▶ [原文]
============
简单的一道异或逆向
解题步骤
- 放入查壳工具查壳,可以看到无壳,是MacOS的可执行文件
- 放入ida反编译,查看伪代码
- 分析伪代码,可以看到是将我们输入的字符串的本位与上一位异或后,与
global
字符串比较。 - 因为异或操作的可逆性,只需要找出
global
字符串的值进行逆操作即可,见下图
- 然后发现,中间有字符串夹带着16进制数字,然后稍做处理后,写一个反向操作的程序
处理后:
'k',0xC,'w','&','O','.','@',0x11,'x',0xD,'Z',';','U',0x11,'p',0x19,'F',0x1F,'v','"','M','#','D',0xE,'g',6,'h',0xF,'G','2','O'
反向操作程序如下:
key = [ 'f',0xA,'k',0xC,'w','&','O','.','@',0x11,'x',0xD,'Z',';','U',0x11,'p',0x19,'F',0x1F,'v','"','M','#','D',0xE,'g',6,'h',0xF,'G','2','O' ]
out = key[0]
x = 0
for i in range(0,len(key)-1):
if isinstance(key[i],str):
if isinstance(key[i+1],str):
x = ord(key[i]) ^ ord(key[i+1])
else:
x = ord(key[i]) ^ key[i+1]
else:
if isinstance(key[i+1],str):
x = key[i] ^ ord(key[i+1])
else:
x = key[i] ^ key[i+1]
out = out + chr(x)
print(out)
运行后即可得到flag
============
▶ [数据列表]
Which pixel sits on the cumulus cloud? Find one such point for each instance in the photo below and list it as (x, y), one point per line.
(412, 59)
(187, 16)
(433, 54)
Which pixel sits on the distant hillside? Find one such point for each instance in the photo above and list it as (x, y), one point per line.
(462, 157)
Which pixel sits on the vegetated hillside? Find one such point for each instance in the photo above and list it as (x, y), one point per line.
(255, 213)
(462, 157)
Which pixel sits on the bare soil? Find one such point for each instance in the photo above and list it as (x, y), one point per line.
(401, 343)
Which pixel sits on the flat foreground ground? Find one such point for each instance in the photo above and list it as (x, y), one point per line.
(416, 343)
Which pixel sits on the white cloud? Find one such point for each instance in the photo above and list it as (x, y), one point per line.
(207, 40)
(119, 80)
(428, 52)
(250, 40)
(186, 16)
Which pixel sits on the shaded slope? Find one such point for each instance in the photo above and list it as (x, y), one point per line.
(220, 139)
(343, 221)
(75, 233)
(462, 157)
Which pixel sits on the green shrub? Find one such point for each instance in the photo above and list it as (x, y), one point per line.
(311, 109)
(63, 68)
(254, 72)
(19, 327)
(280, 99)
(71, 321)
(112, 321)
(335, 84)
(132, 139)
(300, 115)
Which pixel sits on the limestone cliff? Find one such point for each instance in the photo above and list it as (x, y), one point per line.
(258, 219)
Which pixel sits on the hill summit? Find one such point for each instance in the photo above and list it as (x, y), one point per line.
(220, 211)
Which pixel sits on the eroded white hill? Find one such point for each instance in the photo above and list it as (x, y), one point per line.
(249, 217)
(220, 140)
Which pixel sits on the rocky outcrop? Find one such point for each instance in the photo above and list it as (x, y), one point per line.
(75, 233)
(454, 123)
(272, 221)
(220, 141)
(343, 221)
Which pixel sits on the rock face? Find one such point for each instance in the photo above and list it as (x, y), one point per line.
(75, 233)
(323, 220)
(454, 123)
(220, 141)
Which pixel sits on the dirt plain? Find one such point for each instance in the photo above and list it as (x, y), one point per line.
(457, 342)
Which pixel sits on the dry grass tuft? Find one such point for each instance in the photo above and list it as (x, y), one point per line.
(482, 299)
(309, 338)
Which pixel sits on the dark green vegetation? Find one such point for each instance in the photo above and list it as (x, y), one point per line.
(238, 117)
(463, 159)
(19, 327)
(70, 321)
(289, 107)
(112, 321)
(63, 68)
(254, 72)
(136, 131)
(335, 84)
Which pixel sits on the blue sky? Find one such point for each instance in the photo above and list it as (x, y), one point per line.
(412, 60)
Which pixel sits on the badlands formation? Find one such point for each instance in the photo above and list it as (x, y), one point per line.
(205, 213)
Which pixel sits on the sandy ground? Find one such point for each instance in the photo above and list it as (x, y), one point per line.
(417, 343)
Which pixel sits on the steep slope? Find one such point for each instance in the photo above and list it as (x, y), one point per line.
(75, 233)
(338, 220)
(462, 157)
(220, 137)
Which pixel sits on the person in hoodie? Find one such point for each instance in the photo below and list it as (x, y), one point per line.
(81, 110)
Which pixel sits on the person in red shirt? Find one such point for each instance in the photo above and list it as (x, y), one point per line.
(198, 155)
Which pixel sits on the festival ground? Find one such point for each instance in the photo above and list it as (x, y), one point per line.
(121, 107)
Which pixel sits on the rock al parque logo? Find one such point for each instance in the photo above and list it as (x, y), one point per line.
============
▶ [练习任务]
1) 根据原文回答下列问题:
(a) 查壳后发现该文件是否有壳?它是哪个系统的可执行文件?
(b) 查看伪代码之前,用什么工具进行反编译?
(c) 反向操作程序中,变量 out 的初始值是什么?
2) 在列表中找出所有含有"white"一词的行,逐行抄录。

▶ [参考答案]
1)
(a) 无壳,是MacOS的可执行文件。
(b) ida。
(c) key[0]。

2)
Which pixel sits on the white cloud? Find one such point for each instance in the photo above and list it as (x, y), one point per line.
Which pixel sits on the eroded white hill? Find one such point for each instance in the photo above and list it as (x, y), one point per line.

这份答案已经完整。